What you should do: Pictures should be left out when the listing below is repeated word for word.

Working data:

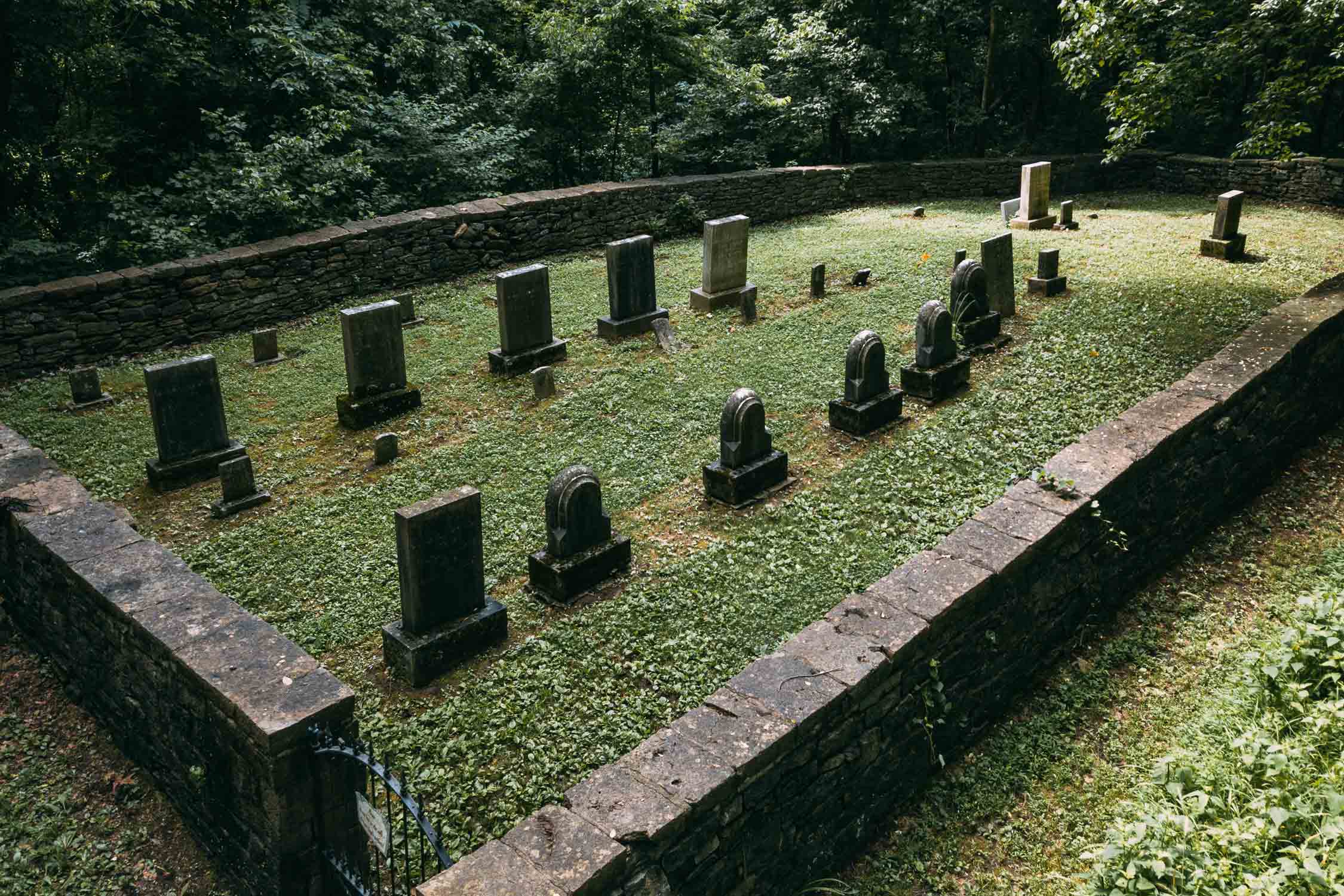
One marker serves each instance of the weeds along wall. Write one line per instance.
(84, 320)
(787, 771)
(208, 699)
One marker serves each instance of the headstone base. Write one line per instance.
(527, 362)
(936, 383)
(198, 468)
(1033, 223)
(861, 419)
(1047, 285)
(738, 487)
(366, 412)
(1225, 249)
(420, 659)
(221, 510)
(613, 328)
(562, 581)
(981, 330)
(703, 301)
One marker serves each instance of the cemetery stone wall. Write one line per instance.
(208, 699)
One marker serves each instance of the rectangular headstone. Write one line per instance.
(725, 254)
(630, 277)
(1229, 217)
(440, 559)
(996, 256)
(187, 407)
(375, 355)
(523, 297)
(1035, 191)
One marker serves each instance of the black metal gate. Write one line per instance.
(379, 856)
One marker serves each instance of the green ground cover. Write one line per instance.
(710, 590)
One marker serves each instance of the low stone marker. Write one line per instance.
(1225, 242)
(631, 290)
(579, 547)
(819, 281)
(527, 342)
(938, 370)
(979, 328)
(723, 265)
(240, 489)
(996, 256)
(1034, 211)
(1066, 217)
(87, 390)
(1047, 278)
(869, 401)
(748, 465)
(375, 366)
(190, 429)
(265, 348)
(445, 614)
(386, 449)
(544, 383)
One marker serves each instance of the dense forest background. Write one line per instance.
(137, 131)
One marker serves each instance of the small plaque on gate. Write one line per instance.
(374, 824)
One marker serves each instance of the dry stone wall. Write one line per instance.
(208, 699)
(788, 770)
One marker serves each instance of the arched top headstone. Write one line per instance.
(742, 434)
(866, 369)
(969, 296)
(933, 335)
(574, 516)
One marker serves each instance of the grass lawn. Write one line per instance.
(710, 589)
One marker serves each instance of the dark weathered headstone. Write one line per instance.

Solved exercise:
One marker serves each instance of the weeds along wall. Write one line per instance.
(84, 320)
(787, 771)
(208, 699)
One marker serves each instance of the headstone base. Write one line per instance.
(527, 362)
(936, 383)
(198, 468)
(1033, 223)
(861, 419)
(1047, 285)
(738, 487)
(366, 412)
(1225, 249)
(420, 659)
(221, 510)
(613, 328)
(562, 581)
(981, 330)
(703, 301)
One marker serves each instance of the cemetery stone wall. Write one line per instance.
(208, 699)
One marker serves each instance of the rectangular headstone. Write one line per instance.
(725, 254)
(630, 277)
(1229, 217)
(440, 559)
(996, 256)
(187, 407)
(375, 355)
(523, 297)
(1035, 191)
One marker serves each instance of the black metal gate. Write one line per instance.
(379, 856)
One marker serves each instance of the green ground cover. Write one line per instance.
(710, 590)
One marker serves each instance of the low stone marker. Write one line per instance.
(1225, 242)
(631, 290)
(579, 547)
(819, 281)
(527, 342)
(938, 370)
(979, 328)
(723, 265)
(240, 489)
(996, 256)
(1034, 211)
(1066, 217)
(87, 390)
(1047, 278)
(869, 401)
(748, 465)
(375, 366)
(190, 429)
(265, 348)
(445, 614)
(386, 449)
(544, 383)
One marker serves each instance of the dense forest background. Write one line per instance.
(137, 131)
One marker serves each instance of the small plaque on gate. Write one line per instance.
(374, 824)
One marker serves each instance of the dry stone wall. Write one line per instance.
(208, 699)
(788, 770)
One marker serves each instance of the arched top headstone. Write one line per instance.
(742, 434)
(866, 369)
(969, 296)
(933, 335)
(574, 516)
One marker serves each instance of the grass lawn. Write one line per instance.
(710, 589)
One marker serves each instance of the dark weathered headstone. Write one line per instance.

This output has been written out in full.